▸ Instructions for the task:
Please copy out, word for word, the stretch of rows from the line containing "Practice. Spot the sun face red" through the end of the rows, including both of those ends.

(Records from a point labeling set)
====

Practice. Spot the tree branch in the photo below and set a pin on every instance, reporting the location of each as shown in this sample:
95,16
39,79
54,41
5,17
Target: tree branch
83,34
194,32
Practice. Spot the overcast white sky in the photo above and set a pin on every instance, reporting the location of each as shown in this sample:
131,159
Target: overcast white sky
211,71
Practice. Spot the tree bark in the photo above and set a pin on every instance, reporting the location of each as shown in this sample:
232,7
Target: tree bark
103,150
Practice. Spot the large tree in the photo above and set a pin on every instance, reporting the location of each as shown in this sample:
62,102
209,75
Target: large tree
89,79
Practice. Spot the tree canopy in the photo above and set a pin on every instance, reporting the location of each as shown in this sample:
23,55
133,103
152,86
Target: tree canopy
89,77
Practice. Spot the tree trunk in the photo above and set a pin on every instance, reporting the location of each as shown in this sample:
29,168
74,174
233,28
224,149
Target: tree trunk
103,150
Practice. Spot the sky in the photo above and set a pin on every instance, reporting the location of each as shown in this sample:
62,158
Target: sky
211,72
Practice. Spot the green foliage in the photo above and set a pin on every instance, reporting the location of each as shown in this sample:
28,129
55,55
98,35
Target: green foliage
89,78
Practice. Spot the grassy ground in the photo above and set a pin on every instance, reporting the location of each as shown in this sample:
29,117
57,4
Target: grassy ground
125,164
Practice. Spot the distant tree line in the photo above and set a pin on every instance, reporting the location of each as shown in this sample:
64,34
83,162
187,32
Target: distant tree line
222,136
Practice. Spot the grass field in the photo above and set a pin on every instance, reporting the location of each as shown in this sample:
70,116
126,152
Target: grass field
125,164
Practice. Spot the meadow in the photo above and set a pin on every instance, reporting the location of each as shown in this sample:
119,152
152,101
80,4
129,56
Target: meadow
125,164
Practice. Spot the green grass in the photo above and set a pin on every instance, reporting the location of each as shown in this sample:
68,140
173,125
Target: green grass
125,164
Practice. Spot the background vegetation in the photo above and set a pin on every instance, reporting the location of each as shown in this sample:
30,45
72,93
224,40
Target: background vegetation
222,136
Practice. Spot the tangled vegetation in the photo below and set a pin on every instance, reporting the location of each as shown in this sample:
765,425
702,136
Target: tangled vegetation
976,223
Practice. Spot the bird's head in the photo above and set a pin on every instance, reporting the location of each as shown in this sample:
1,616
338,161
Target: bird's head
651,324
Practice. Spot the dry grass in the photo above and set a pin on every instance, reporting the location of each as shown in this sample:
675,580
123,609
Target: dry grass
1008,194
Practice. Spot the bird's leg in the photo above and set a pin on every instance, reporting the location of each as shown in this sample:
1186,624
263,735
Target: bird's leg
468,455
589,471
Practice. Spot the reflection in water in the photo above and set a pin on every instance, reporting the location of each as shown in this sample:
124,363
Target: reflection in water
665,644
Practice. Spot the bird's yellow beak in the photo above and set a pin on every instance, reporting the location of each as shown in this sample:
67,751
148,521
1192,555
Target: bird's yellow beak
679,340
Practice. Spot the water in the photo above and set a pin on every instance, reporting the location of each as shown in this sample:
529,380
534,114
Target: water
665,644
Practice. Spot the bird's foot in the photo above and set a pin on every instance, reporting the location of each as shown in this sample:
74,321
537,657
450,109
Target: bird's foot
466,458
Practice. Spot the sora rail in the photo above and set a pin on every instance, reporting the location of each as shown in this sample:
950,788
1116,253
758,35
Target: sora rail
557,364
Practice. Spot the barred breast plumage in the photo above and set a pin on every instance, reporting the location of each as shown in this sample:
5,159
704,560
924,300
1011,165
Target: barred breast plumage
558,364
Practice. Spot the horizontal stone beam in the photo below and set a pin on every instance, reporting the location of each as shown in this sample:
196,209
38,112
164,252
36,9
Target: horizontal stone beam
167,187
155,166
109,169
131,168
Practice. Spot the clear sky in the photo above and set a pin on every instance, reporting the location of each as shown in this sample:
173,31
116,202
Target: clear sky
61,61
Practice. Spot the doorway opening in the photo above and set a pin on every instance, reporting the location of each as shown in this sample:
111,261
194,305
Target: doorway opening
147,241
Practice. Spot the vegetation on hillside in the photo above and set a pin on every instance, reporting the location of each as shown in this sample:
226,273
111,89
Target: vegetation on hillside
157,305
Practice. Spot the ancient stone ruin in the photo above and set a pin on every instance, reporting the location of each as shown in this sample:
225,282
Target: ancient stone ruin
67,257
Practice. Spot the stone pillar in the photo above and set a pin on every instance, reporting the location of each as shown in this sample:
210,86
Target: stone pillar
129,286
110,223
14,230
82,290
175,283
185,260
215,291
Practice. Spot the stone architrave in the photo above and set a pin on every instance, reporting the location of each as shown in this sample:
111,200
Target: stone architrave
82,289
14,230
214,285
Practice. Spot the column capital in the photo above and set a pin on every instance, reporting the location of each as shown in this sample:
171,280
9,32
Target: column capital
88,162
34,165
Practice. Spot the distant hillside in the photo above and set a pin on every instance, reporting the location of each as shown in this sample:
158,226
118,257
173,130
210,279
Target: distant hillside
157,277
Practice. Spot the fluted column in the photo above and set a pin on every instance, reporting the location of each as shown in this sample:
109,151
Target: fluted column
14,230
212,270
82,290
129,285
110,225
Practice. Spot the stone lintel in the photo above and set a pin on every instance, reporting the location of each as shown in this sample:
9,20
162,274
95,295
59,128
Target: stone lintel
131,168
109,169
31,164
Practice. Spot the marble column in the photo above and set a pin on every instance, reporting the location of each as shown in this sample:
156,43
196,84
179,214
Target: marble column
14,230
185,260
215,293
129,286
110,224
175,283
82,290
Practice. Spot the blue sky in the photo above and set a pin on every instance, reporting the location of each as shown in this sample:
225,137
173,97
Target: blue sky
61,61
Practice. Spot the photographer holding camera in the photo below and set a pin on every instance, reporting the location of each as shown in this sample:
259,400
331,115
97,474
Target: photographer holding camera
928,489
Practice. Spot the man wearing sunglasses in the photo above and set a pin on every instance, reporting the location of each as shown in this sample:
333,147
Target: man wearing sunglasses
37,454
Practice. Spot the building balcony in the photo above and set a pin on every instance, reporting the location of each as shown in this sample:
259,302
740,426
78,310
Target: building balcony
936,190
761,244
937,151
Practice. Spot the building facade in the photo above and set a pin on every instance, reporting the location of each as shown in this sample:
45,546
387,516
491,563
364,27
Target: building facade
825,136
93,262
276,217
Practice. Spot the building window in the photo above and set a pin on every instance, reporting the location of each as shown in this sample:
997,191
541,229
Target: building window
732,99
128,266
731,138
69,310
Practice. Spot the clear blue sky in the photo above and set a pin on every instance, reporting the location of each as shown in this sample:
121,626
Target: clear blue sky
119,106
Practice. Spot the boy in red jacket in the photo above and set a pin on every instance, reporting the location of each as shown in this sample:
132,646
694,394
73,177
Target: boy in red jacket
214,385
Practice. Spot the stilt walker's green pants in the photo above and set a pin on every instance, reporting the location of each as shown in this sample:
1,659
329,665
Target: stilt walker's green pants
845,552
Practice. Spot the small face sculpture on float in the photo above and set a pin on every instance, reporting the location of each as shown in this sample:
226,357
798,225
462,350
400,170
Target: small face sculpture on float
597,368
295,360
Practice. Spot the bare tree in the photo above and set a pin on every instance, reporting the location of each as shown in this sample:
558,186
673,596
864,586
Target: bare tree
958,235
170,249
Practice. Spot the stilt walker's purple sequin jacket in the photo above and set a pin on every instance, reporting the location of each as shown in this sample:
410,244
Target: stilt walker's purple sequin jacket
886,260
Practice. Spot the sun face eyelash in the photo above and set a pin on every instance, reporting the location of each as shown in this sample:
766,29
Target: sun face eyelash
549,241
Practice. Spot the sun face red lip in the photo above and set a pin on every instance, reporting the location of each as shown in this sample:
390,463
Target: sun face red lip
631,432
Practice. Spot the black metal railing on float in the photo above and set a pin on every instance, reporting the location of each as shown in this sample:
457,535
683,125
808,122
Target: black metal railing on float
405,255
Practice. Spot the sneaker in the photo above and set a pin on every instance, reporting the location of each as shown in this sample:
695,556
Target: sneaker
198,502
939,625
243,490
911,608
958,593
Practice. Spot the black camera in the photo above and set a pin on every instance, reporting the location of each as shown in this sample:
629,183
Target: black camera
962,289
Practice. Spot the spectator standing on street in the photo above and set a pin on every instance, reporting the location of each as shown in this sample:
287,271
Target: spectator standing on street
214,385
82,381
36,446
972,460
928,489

====

▸ Problem solution:
Practice. Spot the sun face red lip in the photo above and set a pin on every instance, reporting the location of each as shown in this sample:
390,463
Target: sun face red lip
631,432
Practice. Spot the black metal railing on float in the photo above and set a pin on every instance, reporting the location of each as shown in this sample:
457,535
683,125
808,122
Target: black metal railing on float
405,255
Practice. Spot the sneaker in the photo above and set a pin on every instance, reporting the location of each as shown in this sample:
695,556
Target: sneaker
198,502
939,625
243,490
911,608
958,593
Practice. Spot the black camera in the photo above and set a pin on every instance, reporting the location of each as shown in this sample:
629,183
Target: black camera
962,289
Practice. Spot the spectator standing on street in the photo above and set a pin on every instance, reporting the location of each as shown in this sample:
287,271
Target: spectator standing on street
214,385
82,381
36,446
972,460
928,489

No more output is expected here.